→ **Records to use**

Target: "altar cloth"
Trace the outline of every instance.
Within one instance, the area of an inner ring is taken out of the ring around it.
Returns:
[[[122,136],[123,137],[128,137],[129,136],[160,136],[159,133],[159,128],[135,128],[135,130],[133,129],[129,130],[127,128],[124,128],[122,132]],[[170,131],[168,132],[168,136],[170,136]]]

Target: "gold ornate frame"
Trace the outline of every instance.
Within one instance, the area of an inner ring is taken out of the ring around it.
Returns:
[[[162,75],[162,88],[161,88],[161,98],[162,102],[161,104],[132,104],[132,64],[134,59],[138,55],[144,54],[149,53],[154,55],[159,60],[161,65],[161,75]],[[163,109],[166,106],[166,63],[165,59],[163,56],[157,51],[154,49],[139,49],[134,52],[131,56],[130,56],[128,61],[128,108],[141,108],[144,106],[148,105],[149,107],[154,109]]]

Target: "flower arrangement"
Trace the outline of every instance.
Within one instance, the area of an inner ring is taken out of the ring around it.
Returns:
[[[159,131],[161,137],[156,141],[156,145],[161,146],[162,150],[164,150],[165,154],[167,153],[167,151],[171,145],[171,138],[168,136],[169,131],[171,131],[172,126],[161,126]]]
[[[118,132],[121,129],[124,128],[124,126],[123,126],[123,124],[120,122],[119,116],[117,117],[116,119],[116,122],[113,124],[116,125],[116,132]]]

→ **What you will do**
Render the records above as a two-column CSV with the header columns "prompt" and "completion," one row for each record. Put the full request text in "prompt" and its answer in "completion," with each value in a single quoted field and any line breaks replaced by spaces.

→ **Solution to the problem**
prompt,completion
"Target: ""altar cloth"" Trace the outline of every instance. Within one instance, the area of an inner ring is taken out of the ring around it. Returns:","[[[122,136],[123,137],[128,137],[129,136],[160,136],[159,133],[159,128],[135,128],[135,130],[133,129],[129,130],[127,128],[124,128],[122,132]],[[170,131],[168,132],[168,136],[170,136]]]"
"Target: ""gold ornate frame"" Trace the outline of every instance. Within one instance, the area of an inner ring is taken out of the ring around it. Returns:","[[[162,75],[162,88],[161,88],[161,98],[162,102],[161,104],[132,104],[132,64],[134,59],[138,55],[144,54],[149,53],[154,55],[159,60],[161,65],[161,75]],[[163,109],[166,106],[166,63],[165,59],[163,56],[157,51],[154,49],[139,49],[134,52],[131,56],[130,56],[128,61],[128,108],[141,108],[144,106],[148,105],[149,107],[154,109]]]"
"Target: ""flower arrangement"" Trace the outline of every instance. Within one instance, the area of an inner ring is taken out of the ring around it. Returns:","[[[159,131],[161,137],[156,141],[156,145],[161,146],[162,150],[164,150],[165,154],[167,153],[167,151],[171,145],[171,138],[168,136],[169,131],[171,131],[172,126],[161,126]]] [[[118,132],[121,129],[124,128],[124,126],[123,126],[123,124],[120,122],[119,116],[117,117],[116,119],[116,122],[113,124],[116,125],[116,132]]]"